## DATASET
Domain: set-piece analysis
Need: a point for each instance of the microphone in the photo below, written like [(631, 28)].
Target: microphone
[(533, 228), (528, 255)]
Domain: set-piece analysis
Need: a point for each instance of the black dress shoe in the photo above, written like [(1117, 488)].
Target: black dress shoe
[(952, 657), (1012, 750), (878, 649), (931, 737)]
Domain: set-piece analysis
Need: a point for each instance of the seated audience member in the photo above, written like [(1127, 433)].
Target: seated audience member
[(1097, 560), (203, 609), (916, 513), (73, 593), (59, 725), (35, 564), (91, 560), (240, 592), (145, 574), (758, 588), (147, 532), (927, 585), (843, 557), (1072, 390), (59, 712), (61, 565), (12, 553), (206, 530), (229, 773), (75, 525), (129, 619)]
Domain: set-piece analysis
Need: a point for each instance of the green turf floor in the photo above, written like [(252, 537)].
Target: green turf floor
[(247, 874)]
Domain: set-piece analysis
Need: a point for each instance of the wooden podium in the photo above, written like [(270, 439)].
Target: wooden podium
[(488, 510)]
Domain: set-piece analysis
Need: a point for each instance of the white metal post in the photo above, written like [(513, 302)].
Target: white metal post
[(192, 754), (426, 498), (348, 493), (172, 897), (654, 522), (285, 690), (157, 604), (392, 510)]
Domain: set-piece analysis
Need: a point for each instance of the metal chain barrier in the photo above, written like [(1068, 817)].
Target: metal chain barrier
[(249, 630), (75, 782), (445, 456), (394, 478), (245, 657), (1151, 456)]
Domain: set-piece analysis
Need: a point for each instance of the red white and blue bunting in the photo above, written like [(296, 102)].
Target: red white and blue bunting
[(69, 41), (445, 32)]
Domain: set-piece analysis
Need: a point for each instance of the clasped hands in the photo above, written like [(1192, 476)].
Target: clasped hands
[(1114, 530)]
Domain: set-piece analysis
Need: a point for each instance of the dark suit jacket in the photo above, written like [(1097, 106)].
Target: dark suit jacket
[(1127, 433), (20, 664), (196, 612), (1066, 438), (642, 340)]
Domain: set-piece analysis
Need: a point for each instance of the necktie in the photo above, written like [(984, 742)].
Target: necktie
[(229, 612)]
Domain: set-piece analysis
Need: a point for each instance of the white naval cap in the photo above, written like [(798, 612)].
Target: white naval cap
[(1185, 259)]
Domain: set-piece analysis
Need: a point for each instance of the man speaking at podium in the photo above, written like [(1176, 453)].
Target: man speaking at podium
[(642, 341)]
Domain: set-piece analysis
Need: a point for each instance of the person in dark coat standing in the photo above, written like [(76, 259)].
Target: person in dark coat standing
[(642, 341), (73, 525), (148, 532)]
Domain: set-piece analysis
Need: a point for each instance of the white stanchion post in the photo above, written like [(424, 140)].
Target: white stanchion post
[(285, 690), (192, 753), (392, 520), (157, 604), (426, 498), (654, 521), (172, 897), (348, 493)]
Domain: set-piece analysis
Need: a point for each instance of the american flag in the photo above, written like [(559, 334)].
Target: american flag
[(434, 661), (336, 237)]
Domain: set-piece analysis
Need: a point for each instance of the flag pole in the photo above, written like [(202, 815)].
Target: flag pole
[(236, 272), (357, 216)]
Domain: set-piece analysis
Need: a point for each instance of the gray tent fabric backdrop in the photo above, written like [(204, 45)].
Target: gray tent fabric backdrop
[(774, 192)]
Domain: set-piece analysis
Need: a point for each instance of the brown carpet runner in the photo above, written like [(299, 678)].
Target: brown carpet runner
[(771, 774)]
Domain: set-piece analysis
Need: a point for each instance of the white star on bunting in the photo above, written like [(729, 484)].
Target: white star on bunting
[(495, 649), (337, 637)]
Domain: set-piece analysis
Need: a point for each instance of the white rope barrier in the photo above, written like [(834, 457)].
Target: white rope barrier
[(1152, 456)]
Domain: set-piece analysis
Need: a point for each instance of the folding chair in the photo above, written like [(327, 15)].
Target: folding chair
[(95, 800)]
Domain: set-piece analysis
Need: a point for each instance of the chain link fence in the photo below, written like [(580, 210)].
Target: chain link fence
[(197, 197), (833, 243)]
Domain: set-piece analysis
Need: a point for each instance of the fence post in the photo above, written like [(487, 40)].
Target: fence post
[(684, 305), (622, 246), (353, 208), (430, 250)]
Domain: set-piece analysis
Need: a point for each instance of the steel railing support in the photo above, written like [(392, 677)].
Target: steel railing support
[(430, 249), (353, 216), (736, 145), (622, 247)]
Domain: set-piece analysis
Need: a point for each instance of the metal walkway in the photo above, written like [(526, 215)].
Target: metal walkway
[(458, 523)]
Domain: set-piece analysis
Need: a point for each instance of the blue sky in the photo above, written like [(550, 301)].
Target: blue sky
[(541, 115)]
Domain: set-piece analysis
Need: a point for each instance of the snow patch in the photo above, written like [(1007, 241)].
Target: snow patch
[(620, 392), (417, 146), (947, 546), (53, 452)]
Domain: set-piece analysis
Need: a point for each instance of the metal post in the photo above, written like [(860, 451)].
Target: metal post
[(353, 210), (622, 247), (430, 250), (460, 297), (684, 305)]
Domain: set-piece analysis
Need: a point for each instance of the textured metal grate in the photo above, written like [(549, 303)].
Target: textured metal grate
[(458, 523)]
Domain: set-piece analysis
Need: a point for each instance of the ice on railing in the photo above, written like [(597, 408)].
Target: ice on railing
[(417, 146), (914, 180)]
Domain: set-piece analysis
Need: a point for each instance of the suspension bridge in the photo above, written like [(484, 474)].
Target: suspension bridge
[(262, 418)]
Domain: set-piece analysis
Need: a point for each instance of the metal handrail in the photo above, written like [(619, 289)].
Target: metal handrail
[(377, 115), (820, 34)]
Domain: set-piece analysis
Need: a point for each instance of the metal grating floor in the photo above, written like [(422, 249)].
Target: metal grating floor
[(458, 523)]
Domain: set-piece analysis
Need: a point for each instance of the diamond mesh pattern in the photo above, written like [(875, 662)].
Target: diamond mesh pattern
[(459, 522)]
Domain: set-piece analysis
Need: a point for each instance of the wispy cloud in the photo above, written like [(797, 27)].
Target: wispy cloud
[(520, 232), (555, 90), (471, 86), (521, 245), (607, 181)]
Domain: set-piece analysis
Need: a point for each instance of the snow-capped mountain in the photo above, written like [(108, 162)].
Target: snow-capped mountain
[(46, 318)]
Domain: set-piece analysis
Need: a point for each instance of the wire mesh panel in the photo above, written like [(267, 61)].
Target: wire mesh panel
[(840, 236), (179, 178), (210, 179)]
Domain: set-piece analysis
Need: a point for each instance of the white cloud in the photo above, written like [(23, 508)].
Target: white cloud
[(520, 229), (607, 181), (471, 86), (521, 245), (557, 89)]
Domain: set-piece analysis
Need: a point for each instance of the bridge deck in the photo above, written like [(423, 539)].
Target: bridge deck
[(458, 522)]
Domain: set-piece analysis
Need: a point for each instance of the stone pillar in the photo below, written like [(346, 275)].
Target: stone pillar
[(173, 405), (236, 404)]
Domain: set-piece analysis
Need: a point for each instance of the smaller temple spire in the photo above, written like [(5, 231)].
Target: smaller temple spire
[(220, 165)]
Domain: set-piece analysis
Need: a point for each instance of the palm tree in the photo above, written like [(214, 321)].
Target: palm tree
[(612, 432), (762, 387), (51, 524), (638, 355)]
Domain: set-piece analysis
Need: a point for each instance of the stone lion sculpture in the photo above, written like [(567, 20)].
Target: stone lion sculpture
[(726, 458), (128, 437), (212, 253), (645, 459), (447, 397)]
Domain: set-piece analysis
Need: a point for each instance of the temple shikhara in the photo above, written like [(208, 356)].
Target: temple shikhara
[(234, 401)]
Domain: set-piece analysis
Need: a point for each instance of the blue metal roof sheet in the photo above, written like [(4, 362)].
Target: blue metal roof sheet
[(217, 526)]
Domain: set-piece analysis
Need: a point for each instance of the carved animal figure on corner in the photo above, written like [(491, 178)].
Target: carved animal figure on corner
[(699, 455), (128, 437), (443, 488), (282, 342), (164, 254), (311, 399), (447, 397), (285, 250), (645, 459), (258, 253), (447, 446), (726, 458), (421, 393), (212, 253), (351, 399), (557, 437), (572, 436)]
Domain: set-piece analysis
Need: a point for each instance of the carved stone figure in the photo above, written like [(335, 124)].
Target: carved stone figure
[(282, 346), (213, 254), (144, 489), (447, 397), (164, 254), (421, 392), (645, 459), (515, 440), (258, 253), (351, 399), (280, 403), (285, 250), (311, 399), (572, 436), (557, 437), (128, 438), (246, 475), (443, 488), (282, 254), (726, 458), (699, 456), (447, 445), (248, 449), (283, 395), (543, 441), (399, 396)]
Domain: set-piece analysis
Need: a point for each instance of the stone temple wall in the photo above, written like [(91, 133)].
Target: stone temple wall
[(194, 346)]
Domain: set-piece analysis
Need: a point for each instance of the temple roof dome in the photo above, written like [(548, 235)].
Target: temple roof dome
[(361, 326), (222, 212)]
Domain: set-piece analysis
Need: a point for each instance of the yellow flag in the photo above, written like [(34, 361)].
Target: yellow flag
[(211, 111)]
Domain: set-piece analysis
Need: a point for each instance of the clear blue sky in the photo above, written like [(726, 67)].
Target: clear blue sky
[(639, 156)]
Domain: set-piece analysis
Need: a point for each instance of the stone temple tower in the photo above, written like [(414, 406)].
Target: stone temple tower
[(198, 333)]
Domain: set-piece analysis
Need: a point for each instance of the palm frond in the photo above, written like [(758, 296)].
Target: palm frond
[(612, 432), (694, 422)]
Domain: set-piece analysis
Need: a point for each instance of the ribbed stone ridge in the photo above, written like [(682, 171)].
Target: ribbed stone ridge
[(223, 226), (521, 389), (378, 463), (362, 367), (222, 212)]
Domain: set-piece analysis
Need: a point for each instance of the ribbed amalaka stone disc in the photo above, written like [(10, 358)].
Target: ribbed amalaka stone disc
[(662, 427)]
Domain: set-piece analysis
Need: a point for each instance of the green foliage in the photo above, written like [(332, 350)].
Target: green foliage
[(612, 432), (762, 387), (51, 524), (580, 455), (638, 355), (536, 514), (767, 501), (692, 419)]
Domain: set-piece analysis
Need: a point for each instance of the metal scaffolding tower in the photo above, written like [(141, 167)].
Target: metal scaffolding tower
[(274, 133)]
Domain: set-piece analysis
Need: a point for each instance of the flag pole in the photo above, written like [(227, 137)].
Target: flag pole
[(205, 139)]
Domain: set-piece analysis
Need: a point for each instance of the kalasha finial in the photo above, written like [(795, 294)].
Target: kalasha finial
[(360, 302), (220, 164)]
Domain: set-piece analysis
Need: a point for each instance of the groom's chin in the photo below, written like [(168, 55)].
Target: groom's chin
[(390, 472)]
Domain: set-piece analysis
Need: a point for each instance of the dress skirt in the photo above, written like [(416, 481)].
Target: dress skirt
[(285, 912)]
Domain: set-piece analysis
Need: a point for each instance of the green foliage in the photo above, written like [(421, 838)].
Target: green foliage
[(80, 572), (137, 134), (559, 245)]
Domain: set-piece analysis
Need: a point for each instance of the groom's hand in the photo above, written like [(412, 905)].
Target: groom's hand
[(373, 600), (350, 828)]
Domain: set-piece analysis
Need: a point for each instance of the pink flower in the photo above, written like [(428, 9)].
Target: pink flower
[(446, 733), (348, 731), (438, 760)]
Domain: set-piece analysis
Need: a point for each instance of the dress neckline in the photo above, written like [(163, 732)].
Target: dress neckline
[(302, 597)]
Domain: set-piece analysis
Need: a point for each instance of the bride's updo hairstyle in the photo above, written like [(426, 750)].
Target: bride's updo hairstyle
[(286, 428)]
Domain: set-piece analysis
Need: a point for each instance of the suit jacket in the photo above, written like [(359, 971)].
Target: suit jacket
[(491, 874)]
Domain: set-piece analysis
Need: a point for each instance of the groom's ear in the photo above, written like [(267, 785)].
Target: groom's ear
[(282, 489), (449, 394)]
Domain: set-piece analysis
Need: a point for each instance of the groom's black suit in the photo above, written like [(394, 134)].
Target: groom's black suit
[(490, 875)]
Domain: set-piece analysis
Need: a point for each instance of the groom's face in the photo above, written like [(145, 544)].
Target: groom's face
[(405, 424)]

## PROBLEM TO SOLVE
Scale the entries above, starting with the first line and going on through the line with "[(952, 657), (1012, 750), (878, 649), (931, 737)]". Rewrite all of those lines, requests included, multiplying each point coordinate in the answers by 0.9 and rounding to whole numbers (halves round up), while the requests and their sample points stay unchanged.

## WRITTEN ANSWER
Domain: set-piece analysis
Need: a point for each instance of the microphone in the photo below, written like [(631, 28)].
Target: microphone
[(480, 205), (475, 230)]
Domain: set-piece analysis
Need: a point for each instance of the black dress shoe in the photo above, written like [(1117, 488)].
Target: black dress shoe
[(857, 591), (911, 675), (790, 584), (838, 663)]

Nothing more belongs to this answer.